Texte intégral
S. Paoli -. Depuis ce matin, nous sommes, à France Inter, très frappés par la hauteur de vue de nos interlocuteurs [ndlr. Précédents interviewés : F. Hollande (PS) et L. Michel, ministre belge des Affaires étrangères] sur les questions qui engagent, pas simplement le risque d'une guerre en Irak, mais peut-être quelque chose qui ressemblerait à un nouvel état du monde. Iriez-vous jusque là ?
- "Je viens d'entendre la conclusion de D. Bromberger, je partage son analyse. Ce qui est en cause, au-delà de la crise irakienne, c'est la façon d'envisager ce qu'il est convenu d'appeler une forme de gouvernance mondiale. Est-ce que le monde de demain sera un monde où chacun fera à sa tête, où les grandes puissances décideront solitairement de leurs intérêts ou est-ce qu'on va continuer à organiser ce monde ? On a fait des progrès considérables depuis un demi siècle : l'ONU elle-même, l'Organisation mondiale du commerce dans le domaine des relations commerciales ; J. Chirac propose une organisation mondiale de l'Environnement, on voit émerger aussi une justice pénale internationale. Bref, la tendance est dans cette direction. Poser des règles, humaniser la mondialisation, c'est cela qui est en cause au-delà de ce qui se passe aujourd'hui et qui, en soi, est évidemment d'une extrême gravité."
Est-ce que vous estimez que face à l'hyperpuissance américaine - certains ont même parlé de l'unilatéralisme américain - quelque chose s'est déjà produit, qui changera ensuite l'état du monde ? C'est-à-dire que face à la puissance américaine, des points de vue alternatifs se sont exprimés.
- "Certes, mais il faut beaucoup d'optimisme pour considérer que c'est un progrès significatif. Tout dépend de la façon dont les choses vont se passer. Mais si les Etats-Unis persévèrent dans leurs intentions, s'ils vont à la guerre malgré l'attitude d'une grande partie de la communauté internationale, et en l'absence de décision des Nations unies, ce sera à l'évidence un recul."
Là, on est presque dans le fait accompli, puisqu'il y a quelques heures à peine, le président américain disait qu'avec ou sans l'aval de l'ONU, il engagera une opération militaire en Irak.
- "Je le crains, même s'il faut encore déployer tous nos efforts, aujourd'hui et dans les jours qui viennent, pour faire prévaloir ce qui n'est pas simplement le point de vue de la France, qui est le point de vue du secrétaire général des Nations unies et d'un grand nombre de pays, à savoir qu'il y a encore un espace pour des inspections renforcées et organisées. Je crois que malheureusement, la détermination américaine, aujourd'hui, semble très forte et on est très proche du moment de vérité."
Mais imaginez-vous que tout sera fait pour préserver l'essentiel ? Quand je dis l'essentiel, c'est l'essentiel des institutions, parce que malheureusement, la guerre en Irak fera des morts, quoi qu'on en dise. Préserver l'essentiel, c'est-à-dire pas de deuxième résolution américaine, ce qui éviterait peut-être un recours au veto, c'est-à-dire, vraiment, des choses qui pourraient laisser des traces durables ?

== == ==

[Exercices]
[1] Répondez aux questions suivantes sur l'entretien ci-dessus.
(a) Quelle organisation J. Chirac propose-t-il, selon la personne interrogée ?
(b) D'après l'intervieweur, qu'a déclaré le président américain quelques heures plus tôt ?
(c) Outre la France, qui soutient l'idée qu'il reste un espace pour des inspections renforcées ?
[2] Résumez l'entretien en deux phrases.

[Lignes enregistrées]
== == ==

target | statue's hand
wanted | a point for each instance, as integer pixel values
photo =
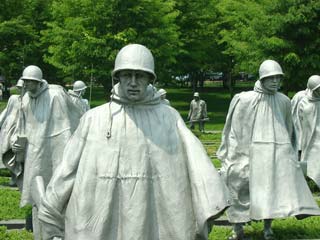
(50, 232)
(16, 148)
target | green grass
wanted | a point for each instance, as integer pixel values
(9, 205)
(285, 229)
(15, 234)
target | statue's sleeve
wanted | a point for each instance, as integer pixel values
(3, 116)
(61, 184)
(298, 127)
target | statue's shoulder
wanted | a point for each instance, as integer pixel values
(283, 97)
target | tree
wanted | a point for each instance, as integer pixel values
(200, 51)
(286, 31)
(85, 33)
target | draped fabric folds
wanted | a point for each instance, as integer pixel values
(134, 171)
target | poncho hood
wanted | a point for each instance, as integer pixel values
(43, 87)
(258, 87)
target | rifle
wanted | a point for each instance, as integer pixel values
(200, 120)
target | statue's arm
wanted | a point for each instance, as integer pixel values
(59, 189)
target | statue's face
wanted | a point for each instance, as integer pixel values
(272, 83)
(31, 85)
(134, 84)
(316, 92)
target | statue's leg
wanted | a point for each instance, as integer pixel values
(36, 223)
(267, 232)
(201, 126)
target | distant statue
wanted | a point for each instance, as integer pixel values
(309, 122)
(132, 169)
(259, 160)
(163, 95)
(79, 89)
(197, 112)
(47, 118)
(13, 105)
(8, 122)
(296, 99)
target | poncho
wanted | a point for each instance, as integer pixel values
(198, 110)
(49, 118)
(134, 171)
(309, 120)
(259, 162)
(8, 121)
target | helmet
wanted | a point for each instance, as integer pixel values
(269, 68)
(20, 83)
(79, 86)
(32, 73)
(134, 57)
(313, 82)
(162, 92)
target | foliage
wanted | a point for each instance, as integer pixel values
(83, 36)
(287, 31)
(9, 205)
(15, 234)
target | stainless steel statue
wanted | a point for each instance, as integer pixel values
(197, 112)
(294, 110)
(47, 118)
(8, 122)
(259, 161)
(163, 95)
(309, 122)
(79, 88)
(130, 166)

== == ==

[Corrigé]
[1]
(a) Une organisation mondiale de l'Environnement.
(b) Qu'avec ou sans l'aval de l'ONU, il engagera une opération militaire en Irak.
(c) Le secrétaire général des Nations unies et un grand nombre de pays.

[2] Au-delà de la crise irakienne, la personne interrogée voit en jeu la gouvernance mondiale : un monde où les grandes puissances décident seules de leurs intérêts, ou un monde qui continue de s'organiser par des règles. Selon elle, une guerre menée par les États-Unis sans décision des Nations unies serait un recul, et malgré les efforts pour défendre des inspections renforcées, la détermination américaine semble très forte.